_Texte_.

--- --- ---

Appel
Date limite de soumission : jeudi 1er décembre 2022
Colloque co-organisé par Frédéric Gloriant et Fabrice Micallef (Nantes Université) à Nantes, les 8 et 9 juin 2023, avec le soutien du CRHIA (Nantes Université) et de l’Institut universitaire de France.
Durant ces trois dernières décennies, l’historiographie des relations internationales a été marquée par de profonds renouvellements problématiques et documentaires. Ces renouvellements, qui concernent l’étude des périodes moderne comme contemporaine, se sont orientés dans deux directions principales.
La première a consisté à porter un nouveau regard sur les enjeux et les formes des relations entre puissances, sans se limiter aux échanges bilatéraux entre grands États. L’ascension ou le déclassement des États sur la scène diplomatique, les pratiques de conciliation, de médiation ou d’arbitrage, les formes variées du multilatéralisme, les divers mécanismes d’intégration régionale et d’ « européanisation » des politiques étrangères dans le cadre de la construction européenne, font partie de ces nouveaux champs de recherche, de même que la fabrique des différents outils juridiques, symboliques et institutionnels servant de cadre à ces relations. On s’est également de plus en plus intéressé aux petits États et aux politiques spécifiques qu’ils sont conduits à mettre en œuvre afin de compenser leur faiblesse sur la scène diplomatique, notamment par l’usage de la neutralité, par la pratique de politiques de bascule entre les grandes puissances ou la promotion d’organes d’intégration régionale. La paradiplomatie menée par des acteurs institutionnels infraétatiques comme les villes ou les régions, tantôt en appui de la politique étrangère des États, tantôt en concurrence avec cette dernière, fait aussi partie des phénomènes nouvellement étudiés par l’historiographie. Dans le même sens, la recherche s’est intéressée aux démarches d’acteurs non étatiques sur la scène internationale : pour la période moderne, nobles, factions rebelles, provinces ou régions indépendantistes, mais aussi partis politiques, réseaux d’influence, ONG, acteurs privés issus du monde économique et financier, Églises et communautés religieuses, ou encore instances émanant d’organisations internationales parfois dotées de pouvoirs supranationaux pour la période contemporaine, qui agissent parfois en électrons libres et perturbent le jeu intergouvernemental. La politique menée par des régimes révolutionnaires, en quête de reconnaissance diplomatique par les puissances étrangères, se situe dans le prolongement de ces questionnements nouveaux qui situent les relations internationales au-delà du simple dialogue entre États.

--- --- ---

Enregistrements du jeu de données
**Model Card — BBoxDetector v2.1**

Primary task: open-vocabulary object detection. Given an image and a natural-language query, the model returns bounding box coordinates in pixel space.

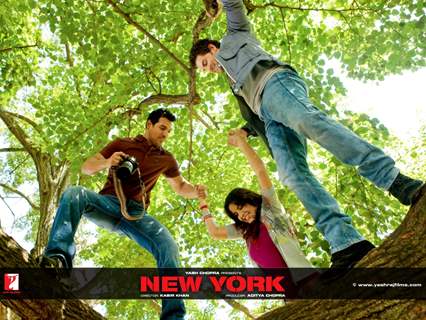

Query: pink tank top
[247,223,287,268]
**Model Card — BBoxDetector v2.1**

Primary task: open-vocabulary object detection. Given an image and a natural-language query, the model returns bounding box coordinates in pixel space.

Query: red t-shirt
[99,135,180,207]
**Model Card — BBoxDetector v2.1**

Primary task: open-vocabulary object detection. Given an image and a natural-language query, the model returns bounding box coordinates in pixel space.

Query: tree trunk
[258,187,426,320]
[0,229,104,320]
[31,154,69,257]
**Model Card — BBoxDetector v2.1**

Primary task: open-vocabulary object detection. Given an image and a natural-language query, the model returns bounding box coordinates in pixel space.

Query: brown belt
[112,168,145,221]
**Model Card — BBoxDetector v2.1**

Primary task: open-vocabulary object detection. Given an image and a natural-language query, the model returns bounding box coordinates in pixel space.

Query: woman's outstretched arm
[228,129,272,190]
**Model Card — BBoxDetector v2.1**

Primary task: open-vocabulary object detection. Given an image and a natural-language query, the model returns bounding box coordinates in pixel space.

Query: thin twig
[0,183,40,210]
[280,8,291,64]
[105,0,190,73]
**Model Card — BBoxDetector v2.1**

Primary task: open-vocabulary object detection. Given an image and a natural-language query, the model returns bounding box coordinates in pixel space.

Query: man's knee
[62,186,85,200]
[157,237,179,268]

--- --- ---

_Objectif A_. Pouvez-vous restituer le passage de l'appel sur l'historiographie des relations internationales qui va de "Durant ces trois" jusqu'à "deux directions principales." inclus ?
_Objectif B_. Pouvez-vous poursuivre l'appel sur l'historiographie des relations internationales à partir de sa dernière phrase ?
Les entrées n'ont aucun rôle à jouer ici.

_Résultat attendu A_.
Durant ces trois dernières décennies, l’historiographie des relations internationales a été marquée par de profonds renouvellements problématiques et documentaires. Ces renouvellements, qui concernent l’étude des périodes moderne comme contemporaine, se sont orientés dans deux directions principales.

_Résultat attendu B_.
Le deuxième grand champ de renouvellement historiographique a été consacré aux pratiques concrètes et aux acteurs de la négociation, en portant l’attention sur les individus et leurs parcours, notamment par l’usage des démarches biographique et prosopographique. Il s’est alors agi d’étudier le profil social des négociateurs, leur culture diplomatique plus ou moins partagée à travers l’Europe, leur professionnalisation progressive, ainsi que les normes comportementales qui régissent leur action politique. Ont été aussi étudiées les conditions matérielles du travail diplomatique, notamment autour de l’acquisition et de la transmission de l’information. Cet intérêt pour les aspects concrets a également concerné les pratiques de la négociation. Dans un contexte où se généralisait la pratique du multilatéralisme, la recherche a ainsi donné une place importante à l’entretien diplomatique, y compris informel, ainsi qu’aux relations interpersonnelles entre les diplomates et leur environnement social. Cette volonté de reconstituer dans toute sa complexité la « machine diplomatique », selon l’expression de Jean-Baptiste Duroselle, a également conduit à élargir le spectre des acteurs faisant l’objet d’investigations : au-delà des ministres, des secrétaires d’États et des ambassadeurs, on s’est intéressé à une vaste gamme d’agents diplomatiques, incluant les consuls, les secrétaires d’ambassade, les interprètes, les attachés militaires, les experts et les fonctionnaires internationaux au sein des organisations internationales, ou encore les émissaires plus ou moins officiels d’instances paraétatiques ou non-étatiques.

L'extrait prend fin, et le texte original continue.